**What is needed**
Convert the entries, beginning at the line that contains "point: harness buckle" and continuing through the last entry, into a two-column CSV with the headers "entry_text" and "answer". Give one row per entry, with each value in a single quoted field, line breaks replaced by spaces, and no pictures included.

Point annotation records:
****************************************
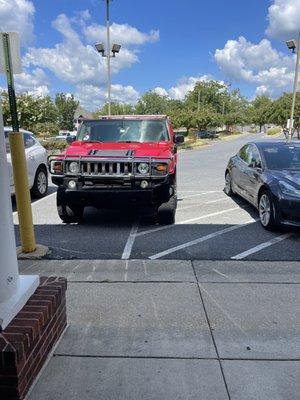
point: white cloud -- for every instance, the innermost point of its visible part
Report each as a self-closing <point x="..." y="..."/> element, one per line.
<point x="35" y="83"/>
<point x="184" y="85"/>
<point x="77" y="63"/>
<point x="284" y="19"/>
<point x="123" y="34"/>
<point x="17" y="16"/>
<point x="161" y="91"/>
<point x="74" y="62"/>
<point x="92" y="97"/>
<point x="258" y="64"/>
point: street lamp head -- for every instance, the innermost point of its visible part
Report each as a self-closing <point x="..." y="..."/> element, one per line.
<point x="100" y="48"/>
<point x="291" y="44"/>
<point x="115" y="49"/>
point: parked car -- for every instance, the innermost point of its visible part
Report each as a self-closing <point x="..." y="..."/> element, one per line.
<point x="64" y="135"/>
<point x="207" y="135"/>
<point x="36" y="157"/>
<point x="267" y="174"/>
<point x="117" y="161"/>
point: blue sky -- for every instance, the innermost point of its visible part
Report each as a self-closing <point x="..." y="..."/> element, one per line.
<point x="166" y="46"/>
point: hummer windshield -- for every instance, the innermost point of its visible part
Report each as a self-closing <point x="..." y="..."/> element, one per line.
<point x="122" y="130"/>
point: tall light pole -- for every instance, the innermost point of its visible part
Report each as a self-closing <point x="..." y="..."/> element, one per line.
<point x="108" y="57"/>
<point x="292" y="46"/>
<point x="108" y="53"/>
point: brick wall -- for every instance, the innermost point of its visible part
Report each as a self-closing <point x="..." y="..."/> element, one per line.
<point x="28" y="339"/>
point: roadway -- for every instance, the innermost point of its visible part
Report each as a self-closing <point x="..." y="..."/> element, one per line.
<point x="209" y="225"/>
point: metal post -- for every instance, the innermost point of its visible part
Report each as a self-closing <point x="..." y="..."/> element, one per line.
<point x="8" y="257"/>
<point x="295" y="89"/>
<point x="19" y="161"/>
<point x="108" y="58"/>
<point x="15" y="290"/>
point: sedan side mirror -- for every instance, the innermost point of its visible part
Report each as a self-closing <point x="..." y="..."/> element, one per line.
<point x="255" y="164"/>
<point x="70" y="139"/>
<point x="178" y="139"/>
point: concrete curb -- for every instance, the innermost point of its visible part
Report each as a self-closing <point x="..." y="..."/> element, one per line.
<point x="40" y="252"/>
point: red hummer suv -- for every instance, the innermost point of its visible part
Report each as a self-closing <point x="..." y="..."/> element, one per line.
<point x="118" y="161"/>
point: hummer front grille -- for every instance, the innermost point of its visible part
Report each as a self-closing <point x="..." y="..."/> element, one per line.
<point x="106" y="168"/>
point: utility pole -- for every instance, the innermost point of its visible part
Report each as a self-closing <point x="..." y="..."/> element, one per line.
<point x="199" y="98"/>
<point x="108" y="57"/>
<point x="17" y="148"/>
<point x="291" y="124"/>
<point x="15" y="289"/>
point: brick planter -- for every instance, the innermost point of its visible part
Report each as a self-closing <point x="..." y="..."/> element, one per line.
<point x="28" y="339"/>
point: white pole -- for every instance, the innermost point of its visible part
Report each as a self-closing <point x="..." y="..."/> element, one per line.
<point x="295" y="88"/>
<point x="15" y="289"/>
<point x="9" y="276"/>
<point x="108" y="58"/>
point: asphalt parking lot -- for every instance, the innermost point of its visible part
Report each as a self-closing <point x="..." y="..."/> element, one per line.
<point x="209" y="225"/>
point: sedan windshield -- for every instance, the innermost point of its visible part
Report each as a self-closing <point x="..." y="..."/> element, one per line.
<point x="124" y="131"/>
<point x="282" y="157"/>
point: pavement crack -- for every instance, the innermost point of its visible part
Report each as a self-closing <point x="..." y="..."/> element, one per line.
<point x="211" y="332"/>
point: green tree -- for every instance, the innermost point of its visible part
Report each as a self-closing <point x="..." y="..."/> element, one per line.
<point x="116" y="109"/>
<point x="32" y="110"/>
<point x="281" y="110"/>
<point x="66" y="106"/>
<point x="206" y="118"/>
<point x="183" y="119"/>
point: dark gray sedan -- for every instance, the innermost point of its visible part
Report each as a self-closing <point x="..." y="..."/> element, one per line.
<point x="267" y="174"/>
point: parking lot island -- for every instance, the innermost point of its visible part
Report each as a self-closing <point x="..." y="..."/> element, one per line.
<point x="29" y="338"/>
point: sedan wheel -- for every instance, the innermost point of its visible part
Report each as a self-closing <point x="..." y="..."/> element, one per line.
<point x="228" y="185"/>
<point x="266" y="211"/>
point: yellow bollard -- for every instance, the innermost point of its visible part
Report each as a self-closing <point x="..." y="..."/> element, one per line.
<point x="22" y="192"/>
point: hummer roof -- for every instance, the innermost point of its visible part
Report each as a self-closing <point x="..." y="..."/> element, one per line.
<point x="133" y="117"/>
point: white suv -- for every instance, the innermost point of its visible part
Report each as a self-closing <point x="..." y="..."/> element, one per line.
<point x="36" y="157"/>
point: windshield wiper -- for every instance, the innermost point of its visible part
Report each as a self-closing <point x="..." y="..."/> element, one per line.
<point x="128" y="141"/>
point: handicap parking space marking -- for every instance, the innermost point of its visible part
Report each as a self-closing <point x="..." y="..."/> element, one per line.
<point x="202" y="239"/>
<point x="262" y="246"/>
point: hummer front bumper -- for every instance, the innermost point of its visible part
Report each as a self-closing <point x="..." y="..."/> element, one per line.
<point x="110" y="197"/>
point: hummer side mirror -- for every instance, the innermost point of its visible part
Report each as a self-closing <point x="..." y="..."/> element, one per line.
<point x="70" y="139"/>
<point x="178" y="139"/>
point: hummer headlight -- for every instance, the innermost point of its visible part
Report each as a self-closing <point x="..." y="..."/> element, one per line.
<point x="143" y="168"/>
<point x="74" y="167"/>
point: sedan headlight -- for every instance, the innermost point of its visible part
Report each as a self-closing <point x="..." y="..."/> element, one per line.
<point x="143" y="168"/>
<point x="74" y="167"/>
<point x="288" y="189"/>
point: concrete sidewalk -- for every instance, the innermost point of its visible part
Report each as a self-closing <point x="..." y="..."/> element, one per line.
<point x="151" y="330"/>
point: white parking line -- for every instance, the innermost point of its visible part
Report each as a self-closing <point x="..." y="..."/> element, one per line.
<point x="201" y="239"/>
<point x="218" y="200"/>
<point x="261" y="246"/>
<point x="186" y="221"/>
<point x="38" y="201"/>
<point x="130" y="241"/>
<point x="200" y="204"/>
<point x="200" y="194"/>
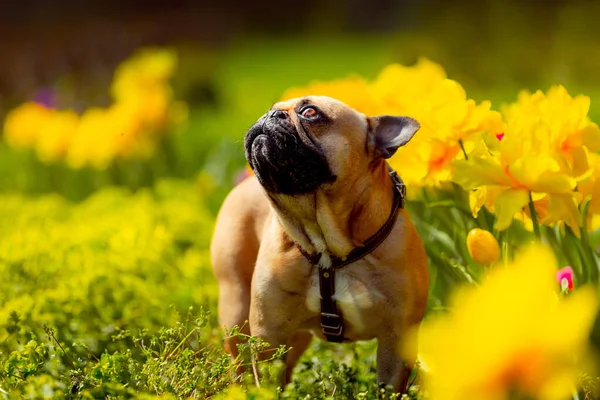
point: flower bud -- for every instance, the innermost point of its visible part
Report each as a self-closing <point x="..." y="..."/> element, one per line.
<point x="483" y="246"/>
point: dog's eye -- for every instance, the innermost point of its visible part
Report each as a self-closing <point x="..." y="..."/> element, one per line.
<point x="310" y="113"/>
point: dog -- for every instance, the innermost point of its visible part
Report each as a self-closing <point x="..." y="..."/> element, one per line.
<point x="317" y="242"/>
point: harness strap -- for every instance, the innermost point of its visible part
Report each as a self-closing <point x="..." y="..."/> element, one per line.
<point x="332" y="323"/>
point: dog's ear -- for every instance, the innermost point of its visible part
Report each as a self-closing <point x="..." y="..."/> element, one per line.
<point x="387" y="133"/>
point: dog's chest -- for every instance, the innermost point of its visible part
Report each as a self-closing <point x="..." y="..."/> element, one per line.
<point x="354" y="298"/>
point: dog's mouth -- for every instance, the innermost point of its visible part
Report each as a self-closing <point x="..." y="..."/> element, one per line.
<point x="282" y="162"/>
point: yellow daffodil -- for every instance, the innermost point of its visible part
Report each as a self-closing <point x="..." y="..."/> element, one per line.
<point x="510" y="335"/>
<point x="542" y="152"/>
<point x="128" y="128"/>
<point x="441" y="106"/>
<point x="564" y="119"/>
<point x="483" y="246"/>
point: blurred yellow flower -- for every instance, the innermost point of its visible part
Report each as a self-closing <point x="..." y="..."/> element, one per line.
<point x="543" y="152"/>
<point x="482" y="246"/>
<point x="563" y="119"/>
<point x="130" y="127"/>
<point x="510" y="335"/>
<point x="423" y="92"/>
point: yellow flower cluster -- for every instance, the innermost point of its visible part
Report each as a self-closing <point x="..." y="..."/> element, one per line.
<point x="130" y="127"/>
<point x="448" y="119"/>
<point x="512" y="335"/>
<point x="543" y="154"/>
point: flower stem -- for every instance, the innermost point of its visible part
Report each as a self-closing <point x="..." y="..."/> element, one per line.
<point x="536" y="227"/>
<point x="462" y="147"/>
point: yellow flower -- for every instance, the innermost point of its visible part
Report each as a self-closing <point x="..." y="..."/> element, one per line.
<point x="565" y="121"/>
<point x="511" y="334"/>
<point x="130" y="127"/>
<point x="483" y="246"/>
<point x="543" y="152"/>
<point x="424" y="93"/>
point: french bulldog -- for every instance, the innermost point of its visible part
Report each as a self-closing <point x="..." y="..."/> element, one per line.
<point x="322" y="202"/>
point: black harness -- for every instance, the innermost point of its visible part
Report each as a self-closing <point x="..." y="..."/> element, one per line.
<point x="332" y="323"/>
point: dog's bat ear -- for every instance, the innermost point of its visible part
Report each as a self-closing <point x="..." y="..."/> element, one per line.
<point x="388" y="133"/>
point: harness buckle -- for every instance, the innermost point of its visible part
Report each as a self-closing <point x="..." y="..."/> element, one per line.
<point x="331" y="324"/>
<point x="398" y="183"/>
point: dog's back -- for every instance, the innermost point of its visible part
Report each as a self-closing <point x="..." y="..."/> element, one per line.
<point x="234" y="249"/>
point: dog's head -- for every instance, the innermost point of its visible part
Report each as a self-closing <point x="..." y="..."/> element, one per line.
<point x="306" y="143"/>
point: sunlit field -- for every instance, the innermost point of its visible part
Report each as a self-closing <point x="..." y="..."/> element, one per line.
<point x="107" y="210"/>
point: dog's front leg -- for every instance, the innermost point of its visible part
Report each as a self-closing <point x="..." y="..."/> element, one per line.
<point x="393" y="369"/>
<point x="271" y="320"/>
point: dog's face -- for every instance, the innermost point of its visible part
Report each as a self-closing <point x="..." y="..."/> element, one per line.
<point x="304" y="144"/>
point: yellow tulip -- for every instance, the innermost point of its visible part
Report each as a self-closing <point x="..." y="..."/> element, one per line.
<point x="128" y="128"/>
<point x="544" y="151"/>
<point x="483" y="246"/>
<point x="512" y="335"/>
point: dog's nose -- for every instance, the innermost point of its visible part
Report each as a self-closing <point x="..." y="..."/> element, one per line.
<point x="279" y="114"/>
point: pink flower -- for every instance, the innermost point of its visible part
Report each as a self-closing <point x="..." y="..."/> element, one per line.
<point x="564" y="277"/>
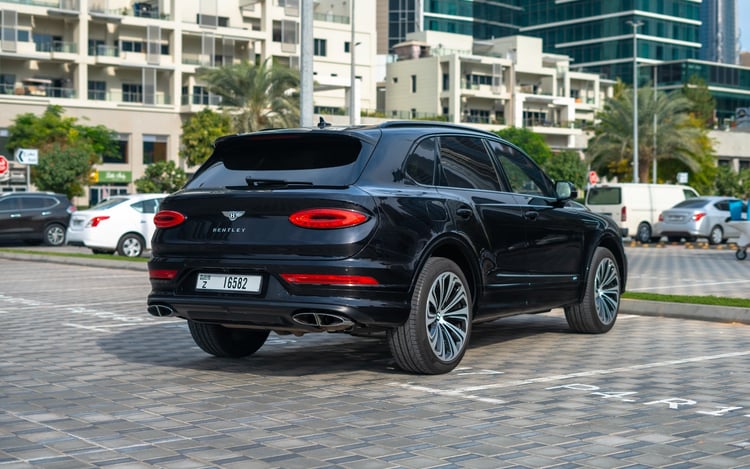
****************************************
**Written solution**
entry_text,answer
"point: harness buckle -- for every instance, the innermost point of its visible part Report each as a self-closing <point x=""..."" y=""...""/> element, one per line.","<point x=""331"" y=""324""/> <point x=""398"" y=""183""/>"
"point: dog's back -- for every instance, the innermost point of its visible part Report each as a self-closing <point x=""..."" y=""...""/> element, one per line.","<point x=""234"" y=""249""/>"
"point: dog's head -- for every instance, the innermost point of its visible part Report each as a self-closing <point x=""..."" y=""...""/> element, one per line.","<point x=""306"" y=""143""/>"
"point: sunlit field -- for every instance, the innermost point of its visible part Report each as a self-closing <point x=""..."" y=""...""/> element, one per line.","<point x=""107"" y=""210""/>"
"point: dog's front leg -- for every instance, the innermost point of its visible part Report each as a self-closing <point x=""..."" y=""...""/> element, one per line.","<point x=""393"" y=""369""/> <point x=""271"" y=""320""/>"
"point: dog's face -- for every instance, the innermost point of its visible part Report each as a self-closing <point x=""..."" y=""...""/> element, one per line.","<point x=""304"" y=""144""/>"
"point: yellow tulip -- for every instance, the innermost point of its visible part Report each as a self-closing <point x=""..."" y=""...""/> element, one per line.","<point x=""128"" y=""128""/> <point x=""544"" y=""151""/> <point x=""483"" y=""246""/> <point x=""512"" y=""335""/>"
"point: dog's nose -- for every instance, the innermost point of its visible part Report each as a self-closing <point x=""..."" y=""...""/> element, one per line.","<point x=""279"" y=""114""/>"
"point: pink flower -- for every instance, the innermost point of its visible part Report each as a self-closing <point x=""..."" y=""...""/> element, one per line.","<point x=""564"" y=""277""/>"